*Problem details*
List every line in the material below that contains the string "face".

*The data*
______
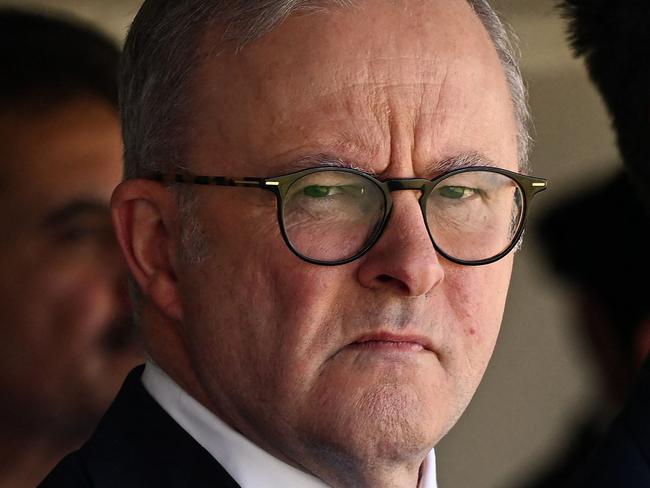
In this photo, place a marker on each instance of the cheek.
(264, 315)
(477, 296)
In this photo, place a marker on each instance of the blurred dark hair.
(46, 61)
(599, 241)
(613, 36)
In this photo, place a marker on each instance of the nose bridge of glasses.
(418, 184)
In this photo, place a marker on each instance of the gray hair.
(161, 53)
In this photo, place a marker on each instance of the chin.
(384, 422)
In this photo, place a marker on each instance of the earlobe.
(144, 217)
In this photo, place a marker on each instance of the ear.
(145, 221)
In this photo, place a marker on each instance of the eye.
(457, 192)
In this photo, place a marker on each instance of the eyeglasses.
(331, 215)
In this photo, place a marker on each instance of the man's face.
(375, 359)
(65, 319)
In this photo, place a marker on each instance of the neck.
(376, 474)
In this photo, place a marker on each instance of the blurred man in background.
(66, 336)
(614, 38)
(611, 311)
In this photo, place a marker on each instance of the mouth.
(390, 342)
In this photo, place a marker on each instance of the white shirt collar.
(249, 465)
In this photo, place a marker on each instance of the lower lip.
(388, 346)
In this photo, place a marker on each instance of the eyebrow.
(73, 210)
(434, 168)
(324, 159)
(463, 160)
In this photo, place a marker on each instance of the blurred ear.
(642, 340)
(145, 220)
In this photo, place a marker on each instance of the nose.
(404, 260)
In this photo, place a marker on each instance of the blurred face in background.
(66, 337)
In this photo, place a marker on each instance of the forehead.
(373, 82)
(69, 151)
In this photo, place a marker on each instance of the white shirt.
(249, 465)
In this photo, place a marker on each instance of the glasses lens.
(475, 215)
(331, 215)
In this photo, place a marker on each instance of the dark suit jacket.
(137, 444)
(623, 460)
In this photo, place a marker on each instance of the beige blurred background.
(539, 381)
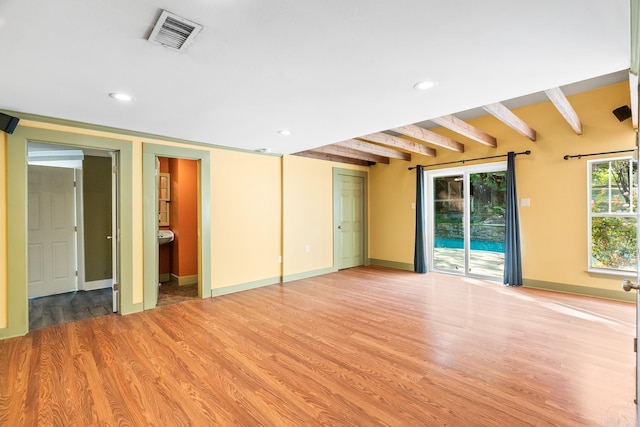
______
*Answer below*
In this photo, place a marker on each instance of the man's face.
In this photo, place a marker on each instance of the blurred face in background.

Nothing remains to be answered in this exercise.